The problem:
Can you retype every record below exactly as written?

## Start

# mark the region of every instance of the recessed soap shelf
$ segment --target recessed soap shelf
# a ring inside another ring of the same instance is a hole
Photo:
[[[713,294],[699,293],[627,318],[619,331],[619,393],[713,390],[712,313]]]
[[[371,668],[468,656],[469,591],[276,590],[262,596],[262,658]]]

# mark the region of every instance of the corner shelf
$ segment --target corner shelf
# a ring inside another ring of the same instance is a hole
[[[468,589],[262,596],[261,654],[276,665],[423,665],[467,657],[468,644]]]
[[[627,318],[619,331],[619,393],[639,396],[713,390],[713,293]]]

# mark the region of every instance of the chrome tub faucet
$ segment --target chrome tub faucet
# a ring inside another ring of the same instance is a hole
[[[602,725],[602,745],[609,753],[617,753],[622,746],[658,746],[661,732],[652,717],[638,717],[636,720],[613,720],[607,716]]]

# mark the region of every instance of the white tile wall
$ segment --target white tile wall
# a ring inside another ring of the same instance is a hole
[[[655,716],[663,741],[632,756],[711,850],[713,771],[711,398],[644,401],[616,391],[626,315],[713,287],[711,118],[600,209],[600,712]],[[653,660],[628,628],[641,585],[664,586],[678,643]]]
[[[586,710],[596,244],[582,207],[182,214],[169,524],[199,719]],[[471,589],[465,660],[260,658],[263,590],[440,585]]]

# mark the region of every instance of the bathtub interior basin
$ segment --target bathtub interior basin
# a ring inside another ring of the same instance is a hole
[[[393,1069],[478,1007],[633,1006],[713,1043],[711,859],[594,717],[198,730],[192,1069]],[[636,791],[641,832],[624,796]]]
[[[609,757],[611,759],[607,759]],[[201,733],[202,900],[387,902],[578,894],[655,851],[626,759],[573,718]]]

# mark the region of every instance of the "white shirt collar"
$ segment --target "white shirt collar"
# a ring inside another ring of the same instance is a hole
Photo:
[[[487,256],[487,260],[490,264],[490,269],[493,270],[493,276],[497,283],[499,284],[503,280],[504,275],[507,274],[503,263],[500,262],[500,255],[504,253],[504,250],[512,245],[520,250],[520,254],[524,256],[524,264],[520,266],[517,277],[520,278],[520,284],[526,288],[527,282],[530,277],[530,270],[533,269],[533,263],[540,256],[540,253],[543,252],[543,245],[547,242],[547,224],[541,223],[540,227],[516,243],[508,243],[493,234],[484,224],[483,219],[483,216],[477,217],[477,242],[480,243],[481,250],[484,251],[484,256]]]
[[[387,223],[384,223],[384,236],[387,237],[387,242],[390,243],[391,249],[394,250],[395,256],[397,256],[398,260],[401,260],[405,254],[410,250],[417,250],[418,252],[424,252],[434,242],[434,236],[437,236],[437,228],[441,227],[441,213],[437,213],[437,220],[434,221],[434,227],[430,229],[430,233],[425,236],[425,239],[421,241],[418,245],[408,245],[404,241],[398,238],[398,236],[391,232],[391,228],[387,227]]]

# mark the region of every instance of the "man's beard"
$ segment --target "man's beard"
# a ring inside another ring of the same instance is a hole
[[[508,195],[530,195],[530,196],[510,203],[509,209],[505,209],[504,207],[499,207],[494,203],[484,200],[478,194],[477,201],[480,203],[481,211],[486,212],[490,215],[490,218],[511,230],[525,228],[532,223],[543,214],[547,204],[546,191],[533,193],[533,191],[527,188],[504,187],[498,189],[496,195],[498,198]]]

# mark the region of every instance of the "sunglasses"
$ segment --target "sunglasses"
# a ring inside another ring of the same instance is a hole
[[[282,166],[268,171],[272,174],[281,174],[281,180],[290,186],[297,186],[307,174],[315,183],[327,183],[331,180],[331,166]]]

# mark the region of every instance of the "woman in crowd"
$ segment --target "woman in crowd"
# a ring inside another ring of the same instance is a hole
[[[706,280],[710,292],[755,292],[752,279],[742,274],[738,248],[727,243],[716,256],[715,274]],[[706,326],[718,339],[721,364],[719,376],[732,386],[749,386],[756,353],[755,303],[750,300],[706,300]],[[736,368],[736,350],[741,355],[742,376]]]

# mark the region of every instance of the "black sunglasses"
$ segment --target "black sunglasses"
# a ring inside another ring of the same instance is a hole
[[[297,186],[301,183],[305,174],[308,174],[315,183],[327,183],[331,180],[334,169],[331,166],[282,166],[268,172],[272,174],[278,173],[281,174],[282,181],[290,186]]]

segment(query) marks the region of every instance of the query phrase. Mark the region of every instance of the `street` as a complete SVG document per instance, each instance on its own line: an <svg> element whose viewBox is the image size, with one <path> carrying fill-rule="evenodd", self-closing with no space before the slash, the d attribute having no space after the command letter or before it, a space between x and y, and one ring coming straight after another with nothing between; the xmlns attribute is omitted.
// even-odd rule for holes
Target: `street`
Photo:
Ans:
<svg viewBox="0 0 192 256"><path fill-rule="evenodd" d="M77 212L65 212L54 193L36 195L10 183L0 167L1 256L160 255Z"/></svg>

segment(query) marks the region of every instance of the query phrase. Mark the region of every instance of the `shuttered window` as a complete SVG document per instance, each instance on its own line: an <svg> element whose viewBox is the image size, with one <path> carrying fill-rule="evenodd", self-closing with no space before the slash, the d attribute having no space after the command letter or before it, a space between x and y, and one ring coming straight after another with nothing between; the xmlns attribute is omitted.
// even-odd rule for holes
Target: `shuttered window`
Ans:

## End

Answer for the task:
# mark the region of every instance of the recessed soap shelf
$ segment --target recessed soap shelf
# a ring inside another ring of the same instance is a hole
Photo:
[[[713,294],[699,293],[627,318],[619,331],[619,393],[713,390],[712,313]]]
[[[371,668],[468,656],[469,591],[276,590],[262,596],[262,658]]]

# mark the region of every instance of the corner shelf
$ segment --target corner shelf
# a ring inside another ring of the same instance is a hole
[[[468,589],[262,596],[261,654],[276,665],[423,665],[467,657],[468,644]]]
[[[627,318],[619,331],[619,393],[639,396],[713,390],[713,293]]]

# mark the region of every instance of the chrome tub faucet
$ segment --target chrome tub faucet
# a ring inside another ring of the same instance is a hole
[[[602,725],[602,745],[609,753],[617,753],[622,746],[658,746],[661,732],[652,717],[638,717],[636,720],[613,720],[607,716]]]

# mark the region of every instance of the white tile wall
$ segment --target white tile wall
# a ring inside another ring of the same instance is a hole
[[[655,716],[663,741],[632,756],[711,850],[713,771],[711,398],[644,401],[616,391],[626,315],[713,287],[711,118],[600,209],[600,712]],[[653,660],[628,628],[641,585],[664,586],[678,643]]]
[[[586,710],[596,244],[582,207],[182,214],[169,524],[199,719]],[[471,589],[465,660],[260,658],[263,590],[440,585]]]

# mark the region of every instance of the bathtub interior basin
$ segment --target bathtub interior basin
# a ring inside another ring of the same instance is a hole
[[[393,1069],[478,1007],[633,1006],[713,1043],[711,859],[594,717],[198,730],[192,1069]],[[636,791],[641,832],[624,796]]]
[[[609,757],[611,759],[607,759]],[[201,733],[202,900],[387,902],[578,894],[655,851],[626,759],[573,718]]]

# mark the region of every instance of the "white shirt collar"
$ segment --target "white shirt collar"
# a ring inside another ring of the same instance is a hole
Photo:
[[[487,256],[487,260],[490,264],[490,269],[493,270],[493,276],[497,283],[499,284],[503,280],[504,275],[507,274],[503,263],[500,262],[500,255],[504,253],[504,250],[512,245],[520,250],[520,254],[524,256],[524,264],[520,266],[517,277],[520,278],[520,284],[526,288],[527,282],[530,277],[530,270],[533,269],[533,263],[540,256],[540,253],[543,252],[543,245],[547,242],[547,224],[541,223],[540,227],[516,243],[508,243],[493,234],[484,224],[483,219],[483,216],[477,217],[477,242],[480,243],[481,250],[484,251],[484,256]]]
[[[387,223],[384,223],[384,236],[387,237],[387,242],[390,243],[391,249],[394,250],[395,256],[397,256],[398,260],[401,260],[405,254],[410,250],[417,250],[418,252],[424,252],[434,242],[434,236],[437,236],[437,228],[441,227],[441,213],[437,213],[437,220],[434,221],[434,227],[430,229],[430,233],[425,236],[425,239],[421,241],[418,245],[408,245],[404,241],[398,238],[398,236],[391,232],[391,228],[387,227]]]

# mark the region of every instance of the "man's beard"
$ segment --target "man's beard"
# a ring inside another ring of the same instance is a hole
[[[508,195],[530,195],[530,196],[510,203],[509,209],[505,209],[504,207],[499,207],[494,203],[484,200],[478,194],[477,201],[480,203],[481,211],[486,212],[490,215],[490,218],[511,230],[525,228],[532,223],[543,214],[547,204],[546,191],[533,193],[533,191],[527,188],[504,187],[498,189],[496,195],[498,198]]]

# mark the region of every instance of the "sunglasses"
$ segment --target "sunglasses"
# a ring inside another ring of the same instance is a hole
[[[282,166],[268,171],[272,174],[281,174],[281,180],[290,186],[297,186],[307,174],[315,183],[327,183],[331,180],[331,166]]]

# mark the region of every instance of the "woman in crowd"
$ segment --target "woman in crowd"
# a ring inside another ring of the same instance is a hole
[[[706,280],[710,292],[755,292],[752,279],[742,274],[738,248],[727,243],[716,256],[715,274]],[[706,326],[718,339],[721,364],[719,376],[732,386],[749,386],[756,353],[755,303],[750,300],[706,300]],[[736,368],[736,350],[741,355],[742,376]]]

# mark the region of every instance of the "black sunglasses"
$ segment --target "black sunglasses"
# a ring inside another ring of the same instance is a hole
[[[297,186],[301,183],[305,174],[308,174],[315,183],[327,183],[331,180],[334,169],[331,166],[282,166],[268,172],[272,174],[278,173],[281,174],[282,181],[290,186]]]

segment(query) marks the region of every instance of the query phrase. Mark the region of every instance of the `street` as a complete SVG document per instance, each instance on its own line: an <svg> element whose viewBox is the image size, with one <path> carrying fill-rule="evenodd", self-closing with no space before the slash, the d attribute having no space after the command letter or before it, a space between x and y, and one ring coming straight after another with nothing between; the xmlns attribute is omitted.
// even-odd rule for holes
Target: `street`
Photo:
Ans:
<svg viewBox="0 0 192 256"><path fill-rule="evenodd" d="M77 212L65 212L54 193L36 195L10 183L0 167L1 256L160 255Z"/></svg>

segment(query) marks the region of every instance of the query phrase. Mark the region of every instance of the `shuttered window` as a complete SVG document per instance, each instance on its own line: an <svg> element whose viewBox is the image size, with one <path> carrying fill-rule="evenodd", self-closing with no space before the slash, the d attribute having no space after the command letter or before it, a space between x and y, and one ring coming straight after another with nothing between; the xmlns attribute is omitted.
// even-odd rule for holes
Target: `shuttered window`
Ans:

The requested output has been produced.